» **AIM OF THE EXERCISE**
Every line containing the string "white" should be returned from the records.

____

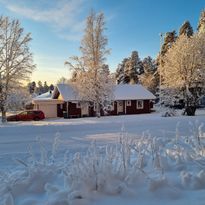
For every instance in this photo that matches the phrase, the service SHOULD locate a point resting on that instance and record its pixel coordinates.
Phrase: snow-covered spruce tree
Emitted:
(133, 67)
(186, 29)
(92, 79)
(149, 78)
(120, 72)
(16, 62)
(184, 69)
(201, 24)
(128, 71)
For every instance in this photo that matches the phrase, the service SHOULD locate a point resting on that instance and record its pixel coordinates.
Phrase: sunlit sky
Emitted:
(57, 28)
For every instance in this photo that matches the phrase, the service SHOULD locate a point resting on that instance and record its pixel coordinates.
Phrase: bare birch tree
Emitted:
(184, 68)
(91, 77)
(16, 62)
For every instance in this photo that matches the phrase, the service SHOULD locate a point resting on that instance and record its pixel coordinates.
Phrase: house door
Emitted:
(84, 109)
(120, 107)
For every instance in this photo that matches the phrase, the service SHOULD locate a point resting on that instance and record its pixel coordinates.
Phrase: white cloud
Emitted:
(63, 16)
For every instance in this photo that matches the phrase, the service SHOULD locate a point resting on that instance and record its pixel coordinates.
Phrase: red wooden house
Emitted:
(128, 99)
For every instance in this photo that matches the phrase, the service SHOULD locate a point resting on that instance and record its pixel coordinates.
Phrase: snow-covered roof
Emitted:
(121, 92)
(44, 96)
(67, 92)
(132, 92)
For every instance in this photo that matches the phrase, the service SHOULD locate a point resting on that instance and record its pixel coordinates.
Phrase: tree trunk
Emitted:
(3, 116)
(98, 110)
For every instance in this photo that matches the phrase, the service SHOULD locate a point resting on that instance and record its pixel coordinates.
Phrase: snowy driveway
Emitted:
(77, 134)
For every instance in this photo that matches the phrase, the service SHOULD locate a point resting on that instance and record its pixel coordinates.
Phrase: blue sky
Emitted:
(57, 28)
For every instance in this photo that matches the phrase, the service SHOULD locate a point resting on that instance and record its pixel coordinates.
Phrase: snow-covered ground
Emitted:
(145, 159)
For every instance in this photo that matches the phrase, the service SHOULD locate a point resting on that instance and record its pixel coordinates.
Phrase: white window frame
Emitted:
(128, 103)
(142, 104)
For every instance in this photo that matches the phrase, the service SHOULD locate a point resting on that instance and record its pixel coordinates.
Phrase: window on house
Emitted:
(128, 102)
(78, 105)
(140, 104)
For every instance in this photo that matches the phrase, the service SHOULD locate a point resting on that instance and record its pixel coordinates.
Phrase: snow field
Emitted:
(146, 169)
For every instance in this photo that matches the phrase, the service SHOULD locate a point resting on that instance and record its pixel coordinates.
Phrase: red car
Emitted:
(27, 115)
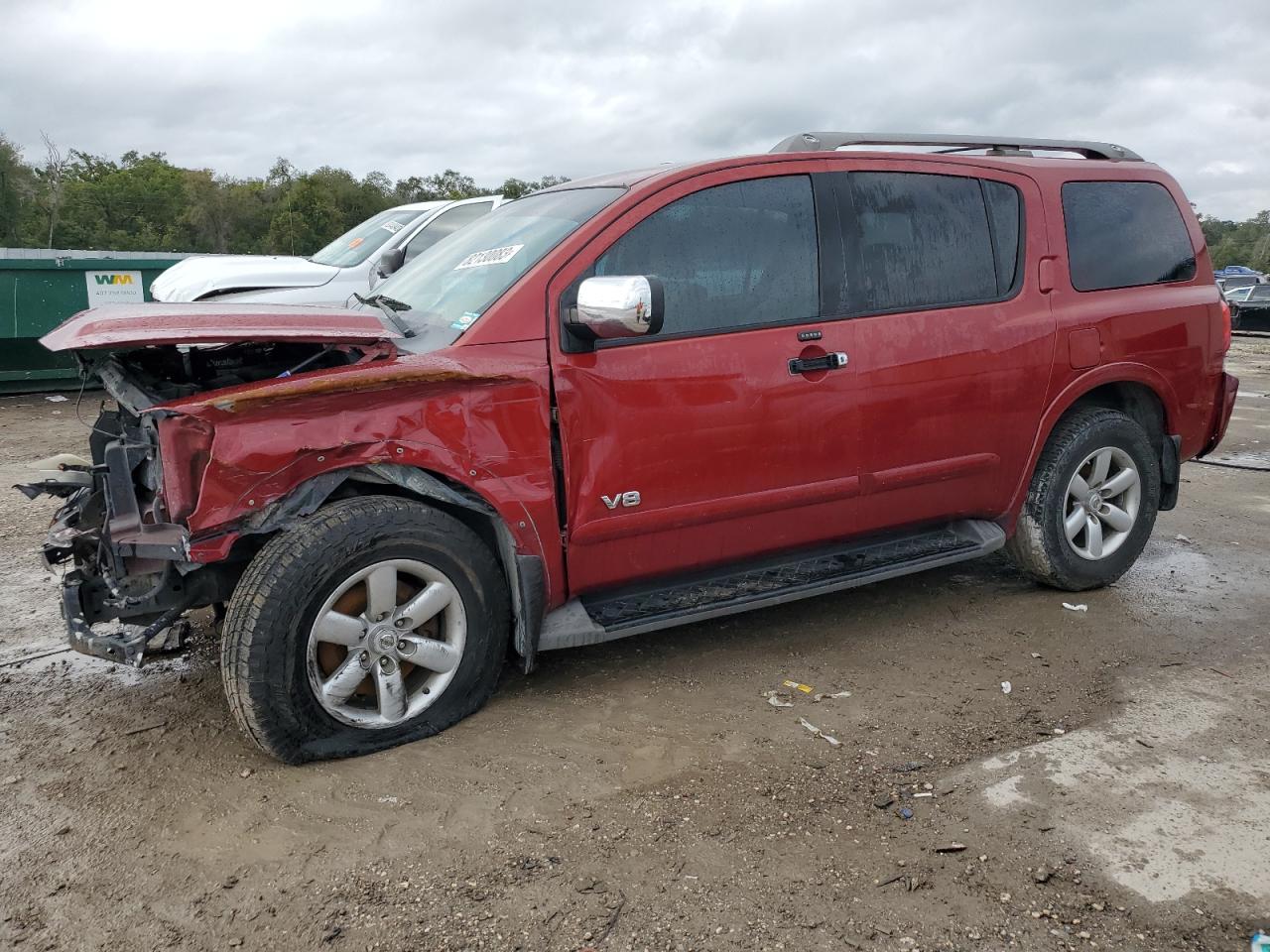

____

» **SOLVED EXERCISE**
Phrase: white cloud
Phrase: white window frame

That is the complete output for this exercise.